▶ [WRITTEN TASK]:
Could you retype the records character for character, beginning at the line that has "Report the location of each instance of the overcast" and stopping after the line that has "x=119, y=24"?

▶ [RECORDS SHOWN]:
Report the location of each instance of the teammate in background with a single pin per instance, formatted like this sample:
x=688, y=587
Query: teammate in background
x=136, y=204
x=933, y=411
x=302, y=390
* * *
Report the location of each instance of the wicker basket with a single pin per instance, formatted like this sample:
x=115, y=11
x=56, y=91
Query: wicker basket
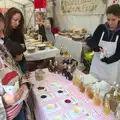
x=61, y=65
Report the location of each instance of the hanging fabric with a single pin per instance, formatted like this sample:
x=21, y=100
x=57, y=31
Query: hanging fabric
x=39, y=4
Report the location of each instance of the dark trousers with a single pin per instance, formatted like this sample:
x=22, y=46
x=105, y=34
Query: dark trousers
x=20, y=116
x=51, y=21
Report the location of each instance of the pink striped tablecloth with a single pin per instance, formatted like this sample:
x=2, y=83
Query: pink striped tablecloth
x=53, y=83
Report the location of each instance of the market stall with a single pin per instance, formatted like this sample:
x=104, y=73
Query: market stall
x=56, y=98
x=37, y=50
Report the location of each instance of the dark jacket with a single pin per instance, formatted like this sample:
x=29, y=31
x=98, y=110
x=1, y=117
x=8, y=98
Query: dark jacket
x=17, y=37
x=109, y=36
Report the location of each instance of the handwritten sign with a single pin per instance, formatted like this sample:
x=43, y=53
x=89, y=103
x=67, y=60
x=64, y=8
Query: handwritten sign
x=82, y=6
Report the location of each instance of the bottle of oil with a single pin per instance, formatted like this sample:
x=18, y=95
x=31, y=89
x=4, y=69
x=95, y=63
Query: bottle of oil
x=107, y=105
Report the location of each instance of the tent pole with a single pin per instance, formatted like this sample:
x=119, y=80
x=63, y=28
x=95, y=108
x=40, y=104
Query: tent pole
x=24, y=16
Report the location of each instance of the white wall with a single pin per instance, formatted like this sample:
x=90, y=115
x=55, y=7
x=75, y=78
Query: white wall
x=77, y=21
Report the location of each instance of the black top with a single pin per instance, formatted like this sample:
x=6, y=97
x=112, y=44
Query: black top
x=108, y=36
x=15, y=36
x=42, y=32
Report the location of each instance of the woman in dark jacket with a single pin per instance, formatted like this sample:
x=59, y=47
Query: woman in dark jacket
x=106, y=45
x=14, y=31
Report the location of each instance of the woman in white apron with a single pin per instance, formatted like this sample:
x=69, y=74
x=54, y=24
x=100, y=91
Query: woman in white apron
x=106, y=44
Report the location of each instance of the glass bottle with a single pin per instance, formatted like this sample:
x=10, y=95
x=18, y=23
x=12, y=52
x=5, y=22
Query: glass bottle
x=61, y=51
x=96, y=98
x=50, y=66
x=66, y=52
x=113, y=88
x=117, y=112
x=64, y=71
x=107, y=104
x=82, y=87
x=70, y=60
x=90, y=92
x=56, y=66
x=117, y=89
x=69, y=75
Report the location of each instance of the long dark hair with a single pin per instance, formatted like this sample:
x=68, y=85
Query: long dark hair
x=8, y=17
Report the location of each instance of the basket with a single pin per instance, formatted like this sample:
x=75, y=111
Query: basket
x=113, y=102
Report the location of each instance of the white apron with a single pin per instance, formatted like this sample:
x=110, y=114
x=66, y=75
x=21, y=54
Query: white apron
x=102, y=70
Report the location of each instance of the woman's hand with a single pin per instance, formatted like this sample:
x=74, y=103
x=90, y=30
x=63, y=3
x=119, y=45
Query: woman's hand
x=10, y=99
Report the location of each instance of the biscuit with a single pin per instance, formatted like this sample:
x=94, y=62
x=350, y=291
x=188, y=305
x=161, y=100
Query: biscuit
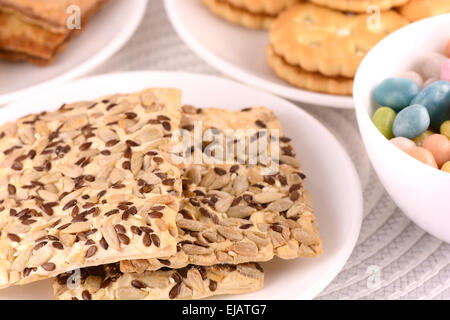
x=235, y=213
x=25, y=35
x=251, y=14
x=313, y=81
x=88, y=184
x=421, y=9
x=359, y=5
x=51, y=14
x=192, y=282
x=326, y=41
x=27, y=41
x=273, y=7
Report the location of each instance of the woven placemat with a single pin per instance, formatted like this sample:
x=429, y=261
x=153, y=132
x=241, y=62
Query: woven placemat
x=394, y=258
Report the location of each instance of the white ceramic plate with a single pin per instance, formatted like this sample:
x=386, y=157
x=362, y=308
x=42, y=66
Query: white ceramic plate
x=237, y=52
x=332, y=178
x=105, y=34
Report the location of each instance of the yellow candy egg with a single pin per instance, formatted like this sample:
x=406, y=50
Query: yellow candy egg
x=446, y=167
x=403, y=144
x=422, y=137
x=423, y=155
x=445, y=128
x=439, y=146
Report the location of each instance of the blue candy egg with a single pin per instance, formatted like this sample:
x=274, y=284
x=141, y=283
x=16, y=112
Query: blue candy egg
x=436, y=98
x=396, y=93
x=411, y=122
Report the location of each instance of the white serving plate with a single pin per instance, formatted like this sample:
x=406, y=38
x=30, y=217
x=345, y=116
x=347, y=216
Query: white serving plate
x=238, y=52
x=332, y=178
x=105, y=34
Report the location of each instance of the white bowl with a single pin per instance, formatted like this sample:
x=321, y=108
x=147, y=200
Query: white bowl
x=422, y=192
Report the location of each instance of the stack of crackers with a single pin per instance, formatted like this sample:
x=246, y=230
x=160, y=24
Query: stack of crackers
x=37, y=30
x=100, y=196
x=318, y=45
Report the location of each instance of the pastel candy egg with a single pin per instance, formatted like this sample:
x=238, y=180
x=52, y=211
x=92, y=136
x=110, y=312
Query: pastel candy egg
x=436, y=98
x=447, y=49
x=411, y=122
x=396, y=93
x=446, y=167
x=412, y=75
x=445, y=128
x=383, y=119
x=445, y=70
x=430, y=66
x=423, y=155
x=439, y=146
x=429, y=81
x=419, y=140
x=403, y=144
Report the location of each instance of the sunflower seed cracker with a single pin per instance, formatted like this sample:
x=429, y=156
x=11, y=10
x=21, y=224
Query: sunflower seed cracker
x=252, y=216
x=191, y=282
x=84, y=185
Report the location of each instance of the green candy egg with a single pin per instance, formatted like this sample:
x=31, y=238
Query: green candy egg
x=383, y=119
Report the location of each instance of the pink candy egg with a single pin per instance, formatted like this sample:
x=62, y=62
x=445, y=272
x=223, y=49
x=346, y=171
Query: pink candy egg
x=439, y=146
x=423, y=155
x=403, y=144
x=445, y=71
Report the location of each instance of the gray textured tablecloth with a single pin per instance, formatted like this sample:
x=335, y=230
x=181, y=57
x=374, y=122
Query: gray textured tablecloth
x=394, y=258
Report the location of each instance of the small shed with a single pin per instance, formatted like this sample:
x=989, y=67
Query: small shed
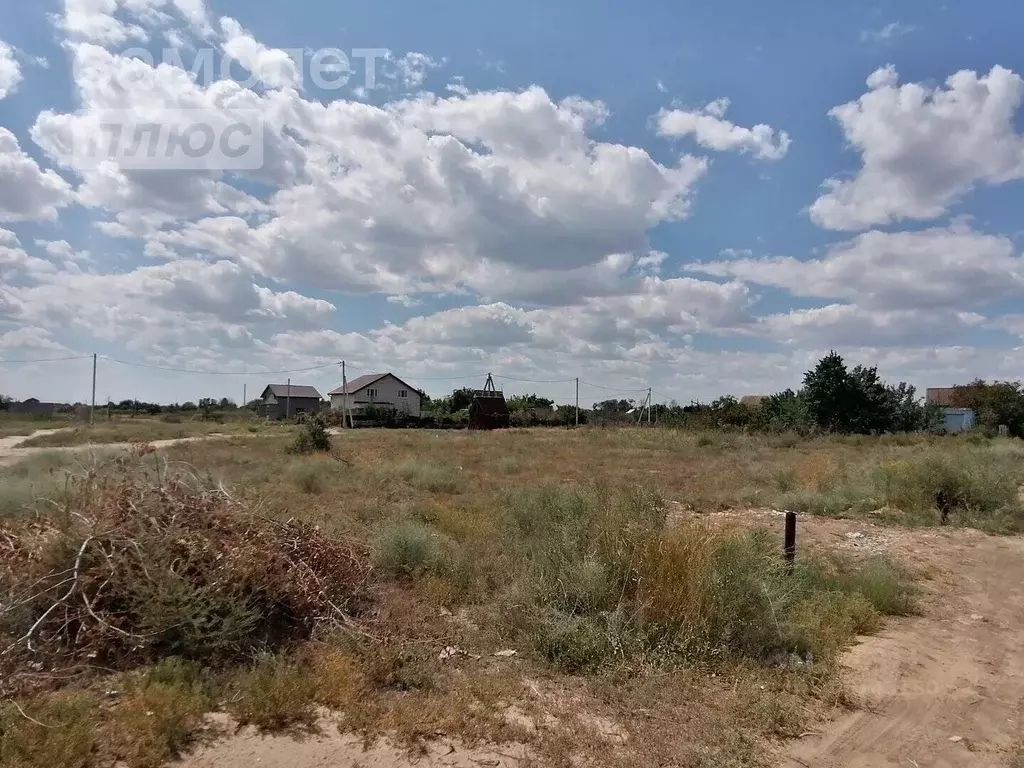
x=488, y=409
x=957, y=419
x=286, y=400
...
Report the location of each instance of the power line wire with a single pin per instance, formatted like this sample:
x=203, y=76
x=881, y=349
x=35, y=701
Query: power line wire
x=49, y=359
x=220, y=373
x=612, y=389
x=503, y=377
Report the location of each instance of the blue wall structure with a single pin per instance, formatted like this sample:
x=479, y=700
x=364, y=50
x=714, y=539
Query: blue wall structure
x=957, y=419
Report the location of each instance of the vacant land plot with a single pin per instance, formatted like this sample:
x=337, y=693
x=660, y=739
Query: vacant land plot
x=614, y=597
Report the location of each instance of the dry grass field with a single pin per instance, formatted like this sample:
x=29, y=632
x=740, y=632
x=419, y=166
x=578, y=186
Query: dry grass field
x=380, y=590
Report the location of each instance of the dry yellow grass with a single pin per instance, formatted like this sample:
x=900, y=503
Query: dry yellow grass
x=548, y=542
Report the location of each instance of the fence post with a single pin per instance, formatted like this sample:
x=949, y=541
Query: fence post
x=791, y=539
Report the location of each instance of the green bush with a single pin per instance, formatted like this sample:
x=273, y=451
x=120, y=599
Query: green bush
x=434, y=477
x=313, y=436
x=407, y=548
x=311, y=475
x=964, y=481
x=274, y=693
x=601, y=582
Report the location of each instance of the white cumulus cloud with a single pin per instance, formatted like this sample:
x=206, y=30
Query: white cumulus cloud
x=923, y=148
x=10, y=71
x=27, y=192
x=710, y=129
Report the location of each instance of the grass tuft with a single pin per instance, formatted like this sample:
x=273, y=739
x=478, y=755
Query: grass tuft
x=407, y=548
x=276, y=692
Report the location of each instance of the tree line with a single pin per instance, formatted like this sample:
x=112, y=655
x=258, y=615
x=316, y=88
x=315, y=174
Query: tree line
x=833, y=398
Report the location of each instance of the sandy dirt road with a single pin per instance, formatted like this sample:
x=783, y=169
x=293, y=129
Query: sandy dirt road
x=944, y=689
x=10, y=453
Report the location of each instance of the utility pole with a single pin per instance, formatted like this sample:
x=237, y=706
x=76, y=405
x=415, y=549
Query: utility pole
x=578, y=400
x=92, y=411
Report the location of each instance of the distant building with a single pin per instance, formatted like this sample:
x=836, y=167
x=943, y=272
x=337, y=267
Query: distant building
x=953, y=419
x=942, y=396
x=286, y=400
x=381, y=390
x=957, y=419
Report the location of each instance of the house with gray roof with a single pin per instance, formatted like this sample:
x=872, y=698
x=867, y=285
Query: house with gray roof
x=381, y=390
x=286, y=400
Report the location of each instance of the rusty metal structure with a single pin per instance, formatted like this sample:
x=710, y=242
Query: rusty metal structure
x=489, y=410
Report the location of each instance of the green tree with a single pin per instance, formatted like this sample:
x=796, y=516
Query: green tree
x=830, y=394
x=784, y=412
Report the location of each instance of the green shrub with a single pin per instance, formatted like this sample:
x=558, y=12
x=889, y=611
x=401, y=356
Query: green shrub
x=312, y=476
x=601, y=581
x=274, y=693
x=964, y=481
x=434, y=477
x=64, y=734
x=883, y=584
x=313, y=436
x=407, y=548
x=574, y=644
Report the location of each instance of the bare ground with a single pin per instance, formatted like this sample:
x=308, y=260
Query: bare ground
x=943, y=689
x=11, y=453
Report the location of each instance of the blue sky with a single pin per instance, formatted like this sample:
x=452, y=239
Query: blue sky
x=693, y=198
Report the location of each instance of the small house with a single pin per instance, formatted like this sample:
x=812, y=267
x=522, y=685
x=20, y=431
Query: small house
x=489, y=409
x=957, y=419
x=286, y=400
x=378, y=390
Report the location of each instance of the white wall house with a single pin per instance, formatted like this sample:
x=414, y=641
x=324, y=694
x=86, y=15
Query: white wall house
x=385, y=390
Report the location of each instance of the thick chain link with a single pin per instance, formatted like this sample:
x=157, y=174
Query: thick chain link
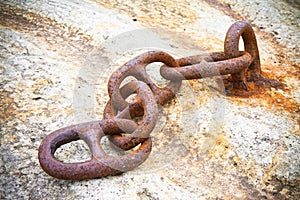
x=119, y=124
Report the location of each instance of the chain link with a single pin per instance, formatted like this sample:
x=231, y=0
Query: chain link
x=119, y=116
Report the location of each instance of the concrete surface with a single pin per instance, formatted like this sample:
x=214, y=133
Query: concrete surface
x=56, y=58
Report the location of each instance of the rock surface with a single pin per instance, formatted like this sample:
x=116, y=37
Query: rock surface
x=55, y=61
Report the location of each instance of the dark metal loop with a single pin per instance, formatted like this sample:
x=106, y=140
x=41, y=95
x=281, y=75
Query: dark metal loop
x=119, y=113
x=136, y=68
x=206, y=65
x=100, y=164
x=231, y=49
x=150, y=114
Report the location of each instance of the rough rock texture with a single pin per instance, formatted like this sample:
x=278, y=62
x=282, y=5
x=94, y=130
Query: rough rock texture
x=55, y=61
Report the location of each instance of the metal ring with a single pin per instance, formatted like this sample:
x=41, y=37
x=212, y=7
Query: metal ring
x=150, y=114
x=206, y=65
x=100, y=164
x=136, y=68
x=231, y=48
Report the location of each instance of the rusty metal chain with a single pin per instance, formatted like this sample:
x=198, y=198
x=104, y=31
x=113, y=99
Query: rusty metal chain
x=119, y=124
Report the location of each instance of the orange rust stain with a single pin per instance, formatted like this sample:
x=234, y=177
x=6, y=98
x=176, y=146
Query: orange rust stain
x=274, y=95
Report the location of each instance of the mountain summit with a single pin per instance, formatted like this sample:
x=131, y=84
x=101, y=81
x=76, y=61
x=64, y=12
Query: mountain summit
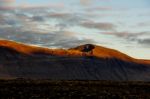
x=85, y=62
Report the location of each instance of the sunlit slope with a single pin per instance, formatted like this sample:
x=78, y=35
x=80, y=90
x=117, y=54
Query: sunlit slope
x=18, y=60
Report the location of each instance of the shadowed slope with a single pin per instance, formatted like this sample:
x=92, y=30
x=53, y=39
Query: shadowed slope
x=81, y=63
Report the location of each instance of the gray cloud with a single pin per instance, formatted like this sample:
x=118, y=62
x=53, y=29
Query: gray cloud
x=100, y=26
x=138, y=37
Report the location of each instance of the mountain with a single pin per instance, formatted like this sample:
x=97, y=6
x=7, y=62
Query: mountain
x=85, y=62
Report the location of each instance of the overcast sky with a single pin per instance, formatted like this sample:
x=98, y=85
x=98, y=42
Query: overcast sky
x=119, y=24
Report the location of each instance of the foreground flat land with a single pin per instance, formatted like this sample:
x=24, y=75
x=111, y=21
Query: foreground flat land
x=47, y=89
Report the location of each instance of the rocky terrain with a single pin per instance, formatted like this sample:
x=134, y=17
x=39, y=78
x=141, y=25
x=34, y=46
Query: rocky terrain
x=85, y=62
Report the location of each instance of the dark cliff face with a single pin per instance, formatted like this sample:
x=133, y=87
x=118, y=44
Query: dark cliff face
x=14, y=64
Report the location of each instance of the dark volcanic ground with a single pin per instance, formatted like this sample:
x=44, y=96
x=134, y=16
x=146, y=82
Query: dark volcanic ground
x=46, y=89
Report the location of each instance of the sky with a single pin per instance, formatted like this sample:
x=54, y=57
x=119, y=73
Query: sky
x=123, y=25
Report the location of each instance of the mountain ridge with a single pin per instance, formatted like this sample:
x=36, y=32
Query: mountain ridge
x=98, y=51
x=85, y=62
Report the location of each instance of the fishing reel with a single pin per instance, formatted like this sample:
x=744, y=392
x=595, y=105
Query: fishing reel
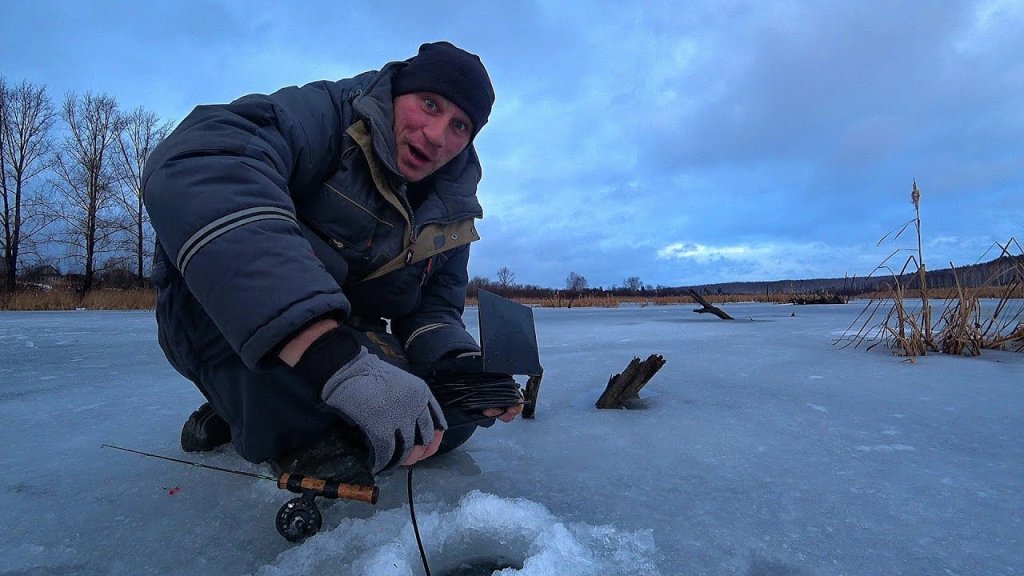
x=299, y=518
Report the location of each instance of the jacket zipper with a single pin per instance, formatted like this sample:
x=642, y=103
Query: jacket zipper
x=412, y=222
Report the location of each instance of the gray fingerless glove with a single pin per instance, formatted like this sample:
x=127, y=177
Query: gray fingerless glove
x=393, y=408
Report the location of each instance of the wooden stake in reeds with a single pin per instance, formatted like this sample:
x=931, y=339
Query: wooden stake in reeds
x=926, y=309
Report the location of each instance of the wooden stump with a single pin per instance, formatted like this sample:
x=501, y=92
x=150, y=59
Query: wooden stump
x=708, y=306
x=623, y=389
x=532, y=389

▶ [WRITTEN SOLUTION]:
Report the location of each instance of the overcast sky with a single pin per instance, formatted like this sample:
x=98, y=85
x=98, y=42
Query: overcast sky
x=119, y=24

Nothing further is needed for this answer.